[Opening SUPPLIED RECORDS section]

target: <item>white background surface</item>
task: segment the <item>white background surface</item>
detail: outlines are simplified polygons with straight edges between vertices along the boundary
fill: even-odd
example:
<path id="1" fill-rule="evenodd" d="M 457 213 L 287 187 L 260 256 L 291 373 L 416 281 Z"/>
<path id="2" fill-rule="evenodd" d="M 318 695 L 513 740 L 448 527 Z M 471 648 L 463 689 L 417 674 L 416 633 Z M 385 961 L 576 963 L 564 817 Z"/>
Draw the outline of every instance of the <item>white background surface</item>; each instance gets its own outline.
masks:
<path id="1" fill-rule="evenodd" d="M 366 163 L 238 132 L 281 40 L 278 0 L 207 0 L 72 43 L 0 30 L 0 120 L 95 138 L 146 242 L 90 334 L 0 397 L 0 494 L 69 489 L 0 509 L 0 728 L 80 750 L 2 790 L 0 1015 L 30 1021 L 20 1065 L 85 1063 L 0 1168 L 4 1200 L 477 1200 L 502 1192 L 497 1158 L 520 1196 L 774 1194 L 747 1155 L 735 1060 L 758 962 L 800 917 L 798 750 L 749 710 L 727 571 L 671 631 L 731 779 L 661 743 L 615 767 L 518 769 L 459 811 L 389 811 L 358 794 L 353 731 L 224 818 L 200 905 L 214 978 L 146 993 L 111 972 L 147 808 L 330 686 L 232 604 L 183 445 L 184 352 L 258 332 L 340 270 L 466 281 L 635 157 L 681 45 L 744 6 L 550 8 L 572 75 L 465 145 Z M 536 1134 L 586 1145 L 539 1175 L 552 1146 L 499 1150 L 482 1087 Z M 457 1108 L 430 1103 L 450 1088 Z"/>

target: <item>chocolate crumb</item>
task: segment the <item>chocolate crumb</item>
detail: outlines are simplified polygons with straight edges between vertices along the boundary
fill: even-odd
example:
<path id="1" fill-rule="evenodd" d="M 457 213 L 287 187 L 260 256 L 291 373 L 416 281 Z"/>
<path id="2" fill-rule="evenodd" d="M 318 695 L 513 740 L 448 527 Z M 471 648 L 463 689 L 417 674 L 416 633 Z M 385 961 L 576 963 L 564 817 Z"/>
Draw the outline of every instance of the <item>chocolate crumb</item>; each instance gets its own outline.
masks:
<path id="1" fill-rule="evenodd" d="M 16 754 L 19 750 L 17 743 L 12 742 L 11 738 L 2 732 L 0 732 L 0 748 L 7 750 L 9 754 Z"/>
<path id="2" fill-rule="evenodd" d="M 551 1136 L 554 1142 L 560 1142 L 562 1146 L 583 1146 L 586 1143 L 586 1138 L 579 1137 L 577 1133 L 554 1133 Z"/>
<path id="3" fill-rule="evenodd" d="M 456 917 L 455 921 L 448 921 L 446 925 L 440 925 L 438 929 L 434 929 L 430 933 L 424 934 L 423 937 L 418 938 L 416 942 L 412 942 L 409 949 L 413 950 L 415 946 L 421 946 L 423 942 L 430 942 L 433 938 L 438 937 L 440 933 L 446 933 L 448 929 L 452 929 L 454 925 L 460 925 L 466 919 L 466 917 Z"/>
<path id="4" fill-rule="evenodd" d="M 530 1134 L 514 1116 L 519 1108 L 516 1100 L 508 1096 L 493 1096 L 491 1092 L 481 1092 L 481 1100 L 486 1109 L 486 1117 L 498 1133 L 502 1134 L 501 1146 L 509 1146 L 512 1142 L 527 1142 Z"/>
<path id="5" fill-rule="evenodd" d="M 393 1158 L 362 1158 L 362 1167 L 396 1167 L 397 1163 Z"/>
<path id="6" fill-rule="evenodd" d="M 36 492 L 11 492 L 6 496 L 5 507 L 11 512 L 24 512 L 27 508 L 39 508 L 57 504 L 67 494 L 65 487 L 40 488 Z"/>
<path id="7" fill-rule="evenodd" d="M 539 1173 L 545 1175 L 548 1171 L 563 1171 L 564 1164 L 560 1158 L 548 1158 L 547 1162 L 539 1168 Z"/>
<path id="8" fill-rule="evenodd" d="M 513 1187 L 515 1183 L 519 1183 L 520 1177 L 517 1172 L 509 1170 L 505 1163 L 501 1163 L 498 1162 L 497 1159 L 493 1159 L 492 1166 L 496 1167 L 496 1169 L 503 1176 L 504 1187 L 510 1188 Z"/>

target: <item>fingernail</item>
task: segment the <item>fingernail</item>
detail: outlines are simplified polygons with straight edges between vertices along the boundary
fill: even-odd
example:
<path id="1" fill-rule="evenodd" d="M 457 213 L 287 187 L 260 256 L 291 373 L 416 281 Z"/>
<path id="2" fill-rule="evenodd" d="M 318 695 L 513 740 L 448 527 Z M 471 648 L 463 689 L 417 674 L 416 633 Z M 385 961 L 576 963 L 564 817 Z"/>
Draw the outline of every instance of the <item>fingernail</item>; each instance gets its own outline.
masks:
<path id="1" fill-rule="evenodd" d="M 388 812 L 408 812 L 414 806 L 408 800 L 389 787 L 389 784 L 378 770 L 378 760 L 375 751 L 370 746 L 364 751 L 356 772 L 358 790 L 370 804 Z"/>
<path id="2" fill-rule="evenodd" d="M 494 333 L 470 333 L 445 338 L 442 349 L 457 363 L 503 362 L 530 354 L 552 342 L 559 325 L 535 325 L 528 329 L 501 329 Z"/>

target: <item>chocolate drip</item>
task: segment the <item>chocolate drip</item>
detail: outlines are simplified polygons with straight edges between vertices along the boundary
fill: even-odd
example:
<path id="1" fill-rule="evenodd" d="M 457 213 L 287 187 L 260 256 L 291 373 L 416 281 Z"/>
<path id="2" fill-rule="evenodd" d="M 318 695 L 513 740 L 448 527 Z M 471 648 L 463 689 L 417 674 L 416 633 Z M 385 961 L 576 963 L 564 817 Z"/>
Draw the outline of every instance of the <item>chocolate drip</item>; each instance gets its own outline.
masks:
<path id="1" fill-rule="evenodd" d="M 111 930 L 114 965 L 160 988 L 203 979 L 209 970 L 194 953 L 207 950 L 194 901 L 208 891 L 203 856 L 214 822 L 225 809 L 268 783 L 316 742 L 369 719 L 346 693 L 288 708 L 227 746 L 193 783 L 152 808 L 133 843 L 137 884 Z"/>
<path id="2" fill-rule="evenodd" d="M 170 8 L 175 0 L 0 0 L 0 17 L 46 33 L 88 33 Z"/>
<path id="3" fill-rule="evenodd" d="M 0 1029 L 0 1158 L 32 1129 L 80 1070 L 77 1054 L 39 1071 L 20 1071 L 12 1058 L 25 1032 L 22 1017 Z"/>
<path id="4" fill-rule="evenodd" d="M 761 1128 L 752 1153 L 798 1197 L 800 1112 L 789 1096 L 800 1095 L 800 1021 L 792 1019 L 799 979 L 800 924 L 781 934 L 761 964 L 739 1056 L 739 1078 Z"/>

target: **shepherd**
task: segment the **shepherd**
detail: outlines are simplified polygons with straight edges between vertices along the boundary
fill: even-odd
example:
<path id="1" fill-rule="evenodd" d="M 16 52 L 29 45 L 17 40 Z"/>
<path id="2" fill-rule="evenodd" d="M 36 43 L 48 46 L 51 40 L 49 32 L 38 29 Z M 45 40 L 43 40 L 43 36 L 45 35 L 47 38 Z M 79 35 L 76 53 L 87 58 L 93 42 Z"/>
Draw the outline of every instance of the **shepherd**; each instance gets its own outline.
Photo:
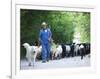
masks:
<path id="1" fill-rule="evenodd" d="M 39 41 L 42 45 L 42 62 L 45 63 L 50 59 L 50 43 L 52 33 L 50 28 L 47 27 L 46 22 L 43 22 L 41 26 L 42 28 L 39 33 Z"/>

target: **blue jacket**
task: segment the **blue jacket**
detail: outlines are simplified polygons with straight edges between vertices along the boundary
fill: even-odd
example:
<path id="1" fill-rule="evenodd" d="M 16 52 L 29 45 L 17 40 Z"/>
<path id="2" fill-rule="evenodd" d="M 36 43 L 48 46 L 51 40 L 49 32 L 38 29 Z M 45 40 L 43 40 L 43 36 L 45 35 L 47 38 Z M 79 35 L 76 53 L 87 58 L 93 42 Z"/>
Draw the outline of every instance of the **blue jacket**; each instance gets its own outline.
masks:
<path id="1" fill-rule="evenodd" d="M 48 28 L 41 29 L 39 33 L 39 39 L 40 39 L 41 44 L 48 44 L 51 36 L 52 36 L 52 33 L 50 29 Z"/>

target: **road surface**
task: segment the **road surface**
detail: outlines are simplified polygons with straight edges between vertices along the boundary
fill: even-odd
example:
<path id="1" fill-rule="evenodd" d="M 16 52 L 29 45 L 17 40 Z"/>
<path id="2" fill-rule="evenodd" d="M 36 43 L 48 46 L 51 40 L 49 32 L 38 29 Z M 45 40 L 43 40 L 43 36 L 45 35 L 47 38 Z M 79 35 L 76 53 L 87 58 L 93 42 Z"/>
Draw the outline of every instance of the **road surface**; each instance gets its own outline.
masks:
<path id="1" fill-rule="evenodd" d="M 59 60 L 50 60 L 49 62 L 42 63 L 42 61 L 37 61 L 35 66 L 28 66 L 26 60 L 21 60 L 20 68 L 21 70 L 27 69 L 47 69 L 47 68 L 69 68 L 69 67 L 85 67 L 90 66 L 90 57 L 87 55 L 81 60 L 80 56 L 62 58 Z"/>

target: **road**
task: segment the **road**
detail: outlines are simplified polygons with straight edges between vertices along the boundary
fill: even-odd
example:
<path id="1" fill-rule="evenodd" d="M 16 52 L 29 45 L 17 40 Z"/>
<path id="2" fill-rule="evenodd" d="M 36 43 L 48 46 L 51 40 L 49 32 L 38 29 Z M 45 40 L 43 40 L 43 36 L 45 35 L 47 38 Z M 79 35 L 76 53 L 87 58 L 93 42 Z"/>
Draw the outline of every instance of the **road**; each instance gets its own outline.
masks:
<path id="1" fill-rule="evenodd" d="M 50 68 L 70 68 L 70 67 L 85 67 L 90 66 L 90 57 L 87 55 L 81 60 L 80 56 L 62 58 L 59 60 L 50 60 L 49 62 L 42 63 L 42 61 L 37 61 L 35 66 L 28 66 L 26 60 L 21 60 L 20 68 L 21 70 L 27 69 L 50 69 Z"/>

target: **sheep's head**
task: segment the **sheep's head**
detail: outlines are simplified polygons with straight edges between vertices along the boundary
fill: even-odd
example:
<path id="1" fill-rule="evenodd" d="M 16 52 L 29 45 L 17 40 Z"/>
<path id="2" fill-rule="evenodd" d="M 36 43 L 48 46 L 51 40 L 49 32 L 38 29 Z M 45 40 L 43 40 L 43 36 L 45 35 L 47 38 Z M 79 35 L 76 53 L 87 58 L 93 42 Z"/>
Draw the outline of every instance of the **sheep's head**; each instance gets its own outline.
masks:
<path id="1" fill-rule="evenodd" d="M 24 43 L 22 46 L 24 46 L 25 48 L 29 47 L 28 43 Z"/>

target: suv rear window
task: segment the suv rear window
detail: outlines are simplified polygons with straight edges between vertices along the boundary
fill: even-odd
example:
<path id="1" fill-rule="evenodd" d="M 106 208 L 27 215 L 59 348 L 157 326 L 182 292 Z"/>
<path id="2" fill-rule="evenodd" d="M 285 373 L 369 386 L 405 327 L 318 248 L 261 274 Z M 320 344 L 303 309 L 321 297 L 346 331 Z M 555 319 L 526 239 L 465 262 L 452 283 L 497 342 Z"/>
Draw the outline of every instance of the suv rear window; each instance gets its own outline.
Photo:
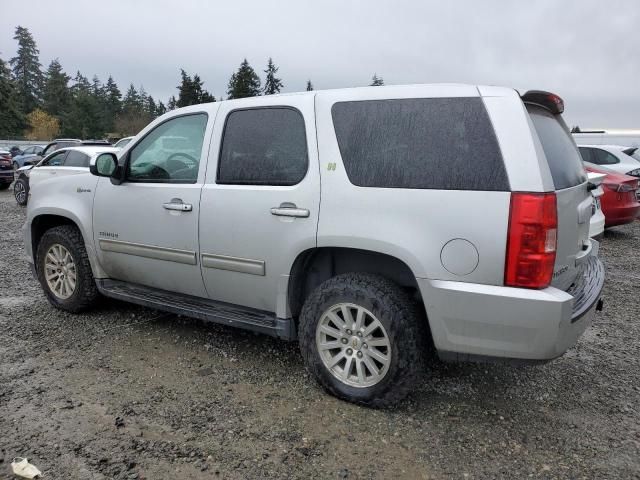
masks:
<path id="1" fill-rule="evenodd" d="M 556 190 L 585 182 L 582 157 L 562 117 L 535 105 L 527 105 L 527 111 L 542 143 Z"/>
<path id="2" fill-rule="evenodd" d="M 509 190 L 500 147 L 480 98 L 339 102 L 331 113 L 354 185 Z"/>

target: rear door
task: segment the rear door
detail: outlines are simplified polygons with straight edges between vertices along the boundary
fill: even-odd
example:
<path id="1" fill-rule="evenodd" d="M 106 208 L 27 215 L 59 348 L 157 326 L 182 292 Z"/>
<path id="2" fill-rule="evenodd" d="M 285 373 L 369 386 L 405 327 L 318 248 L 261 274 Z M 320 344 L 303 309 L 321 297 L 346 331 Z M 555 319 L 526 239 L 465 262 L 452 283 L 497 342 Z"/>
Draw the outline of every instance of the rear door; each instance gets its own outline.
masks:
<path id="1" fill-rule="evenodd" d="M 558 204 L 556 263 L 551 284 L 566 290 L 591 251 L 593 199 L 587 190 L 582 157 L 562 117 L 536 105 L 528 104 L 527 111 L 549 164 Z"/>
<path id="2" fill-rule="evenodd" d="M 316 246 L 320 175 L 313 95 L 221 103 L 202 189 L 209 297 L 286 315 L 288 275 Z"/>

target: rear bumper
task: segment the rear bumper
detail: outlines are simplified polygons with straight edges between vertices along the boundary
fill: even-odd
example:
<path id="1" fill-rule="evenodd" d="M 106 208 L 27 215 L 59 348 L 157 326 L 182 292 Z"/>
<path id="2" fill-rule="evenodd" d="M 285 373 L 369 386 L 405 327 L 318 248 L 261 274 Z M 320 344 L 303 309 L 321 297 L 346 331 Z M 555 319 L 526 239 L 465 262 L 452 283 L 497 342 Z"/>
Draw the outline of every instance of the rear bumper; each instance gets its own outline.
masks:
<path id="1" fill-rule="evenodd" d="M 0 170 L 0 183 L 13 182 L 13 170 Z"/>
<path id="2" fill-rule="evenodd" d="M 633 222 L 640 215 L 640 203 L 631 203 L 607 209 L 605 213 L 606 227 L 625 225 Z"/>
<path id="3" fill-rule="evenodd" d="M 418 279 L 444 360 L 542 362 L 576 344 L 591 324 L 604 285 L 596 256 L 569 291 Z"/>

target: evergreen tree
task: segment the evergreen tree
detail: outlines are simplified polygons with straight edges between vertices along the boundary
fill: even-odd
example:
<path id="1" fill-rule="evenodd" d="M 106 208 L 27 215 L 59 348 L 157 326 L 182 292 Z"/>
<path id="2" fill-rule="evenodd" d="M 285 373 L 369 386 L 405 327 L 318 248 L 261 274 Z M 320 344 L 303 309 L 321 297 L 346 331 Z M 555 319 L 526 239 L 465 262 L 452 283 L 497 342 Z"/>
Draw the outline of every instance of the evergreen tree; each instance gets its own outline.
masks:
<path id="1" fill-rule="evenodd" d="M 18 52 L 9 63 L 18 88 L 18 99 L 23 113 L 29 113 L 40 105 L 42 91 L 42 71 L 40 51 L 33 36 L 24 27 L 16 27 L 13 37 L 18 41 Z"/>
<path id="2" fill-rule="evenodd" d="M 178 102 L 176 101 L 176 97 L 173 95 L 167 102 L 167 110 L 175 110 L 178 107 Z"/>
<path id="3" fill-rule="evenodd" d="M 313 83 L 311 80 L 307 80 L 307 92 L 311 92 L 313 90 Z"/>
<path id="4" fill-rule="evenodd" d="M 140 94 L 133 86 L 133 83 L 129 85 L 129 90 L 122 99 L 122 110 L 125 113 L 137 112 L 142 109 L 142 102 L 140 101 Z"/>
<path id="5" fill-rule="evenodd" d="M 227 96 L 232 98 L 256 97 L 260 95 L 260 78 L 245 58 L 238 71 L 231 75 Z"/>
<path id="6" fill-rule="evenodd" d="M 276 73 L 278 73 L 279 68 L 275 66 L 271 57 L 269 57 L 269 62 L 267 63 L 267 69 L 264 73 L 267 74 L 267 77 L 264 81 L 264 94 L 265 95 L 273 95 L 275 93 L 280 93 L 280 89 L 284 87 L 282 84 L 282 80 L 276 77 Z"/>
<path id="7" fill-rule="evenodd" d="M 145 110 L 146 110 L 147 115 L 151 119 L 154 119 L 154 118 L 156 118 L 158 116 L 157 108 L 158 107 L 156 106 L 155 100 L 153 99 L 153 97 L 151 95 L 149 95 L 147 97 L 147 102 L 145 104 Z"/>
<path id="8" fill-rule="evenodd" d="M 82 139 L 101 138 L 104 135 L 99 98 L 95 95 L 95 85 L 87 77 L 77 72 L 71 87 L 71 105 L 63 117 L 64 136 Z M 99 84 L 99 81 L 98 81 Z"/>
<path id="9" fill-rule="evenodd" d="M 371 77 L 371 83 L 369 84 L 369 86 L 371 87 L 381 87 L 382 85 L 384 85 L 384 80 L 382 79 L 382 77 L 379 77 L 377 74 L 373 74 L 373 77 Z"/>
<path id="10" fill-rule="evenodd" d="M 62 70 L 60 61 L 56 58 L 49 64 L 45 74 L 44 88 L 42 91 L 43 109 L 49 115 L 58 120 L 69 109 L 71 93 L 69 91 L 71 78 Z"/>
<path id="11" fill-rule="evenodd" d="M 122 94 L 111 75 L 109 75 L 107 83 L 103 87 L 102 96 L 104 98 L 105 109 L 104 128 L 108 133 L 115 133 L 114 127 L 116 117 L 120 114 L 120 110 L 122 109 Z"/>
<path id="12" fill-rule="evenodd" d="M 156 116 L 160 117 L 165 113 L 167 113 L 167 107 L 164 106 L 164 103 L 158 102 L 158 105 L 156 106 Z"/>
<path id="13" fill-rule="evenodd" d="M 216 97 L 211 95 L 202 88 L 204 82 L 196 73 L 193 78 L 183 69 L 180 69 L 181 82 L 178 88 L 178 107 L 186 107 L 188 105 L 197 105 L 199 103 L 215 102 Z"/>
<path id="14" fill-rule="evenodd" d="M 19 136 L 25 126 L 11 72 L 0 58 L 0 138 Z"/>

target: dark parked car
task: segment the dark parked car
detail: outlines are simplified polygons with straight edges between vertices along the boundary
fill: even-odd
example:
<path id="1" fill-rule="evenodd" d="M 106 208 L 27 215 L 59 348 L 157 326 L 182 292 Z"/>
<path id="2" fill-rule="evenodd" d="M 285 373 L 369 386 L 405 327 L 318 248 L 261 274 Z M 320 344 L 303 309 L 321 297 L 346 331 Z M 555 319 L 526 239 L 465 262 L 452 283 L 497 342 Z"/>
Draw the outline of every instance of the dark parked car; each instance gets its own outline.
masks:
<path id="1" fill-rule="evenodd" d="M 20 147 L 18 147 L 17 145 L 14 145 L 13 147 L 11 147 L 11 150 L 9 151 L 11 152 L 12 157 L 22 155 L 22 150 L 20 150 Z"/>
<path id="2" fill-rule="evenodd" d="M 6 190 L 13 182 L 13 161 L 11 152 L 0 150 L 0 190 Z"/>

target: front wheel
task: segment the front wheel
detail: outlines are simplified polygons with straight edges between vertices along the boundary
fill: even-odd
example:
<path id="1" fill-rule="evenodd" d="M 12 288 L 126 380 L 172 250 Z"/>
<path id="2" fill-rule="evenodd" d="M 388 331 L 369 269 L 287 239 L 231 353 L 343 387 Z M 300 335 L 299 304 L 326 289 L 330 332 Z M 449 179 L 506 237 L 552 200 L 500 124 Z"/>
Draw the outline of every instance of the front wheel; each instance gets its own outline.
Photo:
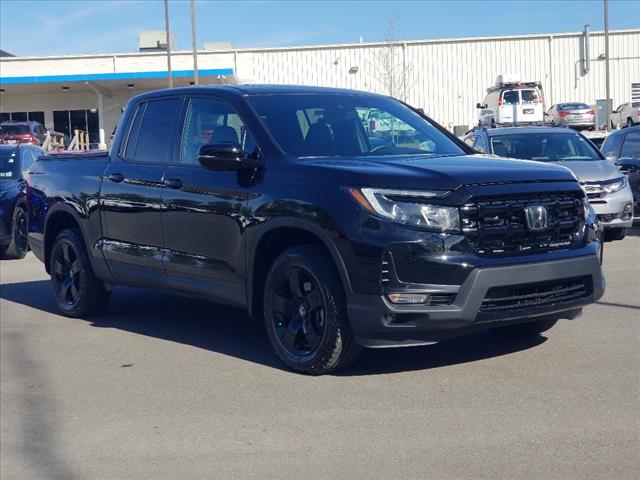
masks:
<path id="1" fill-rule="evenodd" d="M 62 313 L 84 318 L 105 310 L 111 292 L 95 277 L 77 230 L 63 230 L 58 234 L 50 262 L 53 292 Z"/>
<path id="2" fill-rule="evenodd" d="M 274 350 L 293 370 L 327 373 L 360 353 L 333 259 L 314 245 L 289 248 L 275 259 L 265 282 L 264 319 Z"/>
<path id="3" fill-rule="evenodd" d="M 631 118 L 627 118 L 627 127 L 633 127 L 633 120 L 631 120 Z"/>
<path id="4" fill-rule="evenodd" d="M 528 337 L 546 332 L 552 328 L 558 320 L 538 320 L 536 322 L 518 323 L 506 327 L 492 328 L 491 331 L 503 337 Z"/>
<path id="5" fill-rule="evenodd" d="M 19 260 L 24 258 L 29 251 L 27 241 L 27 212 L 21 207 L 16 207 L 13 214 L 13 225 L 11 227 L 11 243 L 2 252 L 4 260 Z"/>

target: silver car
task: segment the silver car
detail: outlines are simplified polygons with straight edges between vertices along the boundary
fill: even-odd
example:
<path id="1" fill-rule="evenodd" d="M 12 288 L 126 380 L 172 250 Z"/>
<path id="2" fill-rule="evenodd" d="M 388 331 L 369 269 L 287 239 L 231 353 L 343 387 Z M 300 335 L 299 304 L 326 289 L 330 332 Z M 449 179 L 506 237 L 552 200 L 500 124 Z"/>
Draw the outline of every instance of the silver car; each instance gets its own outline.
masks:
<path id="1" fill-rule="evenodd" d="M 593 130 L 596 126 L 596 115 L 586 103 L 558 103 L 545 113 L 545 122 L 551 125 L 565 125 L 576 130 Z"/>
<path id="2" fill-rule="evenodd" d="M 622 240 L 633 224 L 629 179 L 582 134 L 562 127 L 478 127 L 465 142 L 501 157 L 554 162 L 578 178 L 604 227 L 605 240 Z"/>

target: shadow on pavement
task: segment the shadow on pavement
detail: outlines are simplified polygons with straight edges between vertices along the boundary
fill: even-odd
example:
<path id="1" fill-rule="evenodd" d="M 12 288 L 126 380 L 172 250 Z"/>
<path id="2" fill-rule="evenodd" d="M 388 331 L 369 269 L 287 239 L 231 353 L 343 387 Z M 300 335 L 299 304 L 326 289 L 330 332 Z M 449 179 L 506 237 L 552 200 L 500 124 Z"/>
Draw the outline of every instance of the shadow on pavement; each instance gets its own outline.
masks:
<path id="1" fill-rule="evenodd" d="M 59 314 L 48 280 L 2 285 L 0 298 Z M 87 321 L 94 327 L 117 328 L 286 369 L 273 352 L 264 330 L 244 310 L 205 300 L 119 287 L 113 292 L 105 314 Z M 507 340 L 480 332 L 424 347 L 365 349 L 353 367 L 337 375 L 438 368 L 526 350 L 545 341 L 543 336 Z"/>

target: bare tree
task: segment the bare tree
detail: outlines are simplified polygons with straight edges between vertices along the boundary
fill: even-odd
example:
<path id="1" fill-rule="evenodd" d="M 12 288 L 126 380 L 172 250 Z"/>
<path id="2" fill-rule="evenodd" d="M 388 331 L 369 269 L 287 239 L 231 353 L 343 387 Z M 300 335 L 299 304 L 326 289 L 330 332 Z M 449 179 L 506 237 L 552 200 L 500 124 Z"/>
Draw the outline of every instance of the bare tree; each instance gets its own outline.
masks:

[Closing SUPPLIED RECORDS section]

* INSTRUCTIONS FOR THE TASK:
Locate the lines above that hold the word "drip". Show every one of them.

* TASK SOLUTION:
target: <item>chocolate drip</item>
task: segment the <item>chocolate drip</item>
Draw the outline of every instance of the <item>chocolate drip</item>; each instance gets its own outline.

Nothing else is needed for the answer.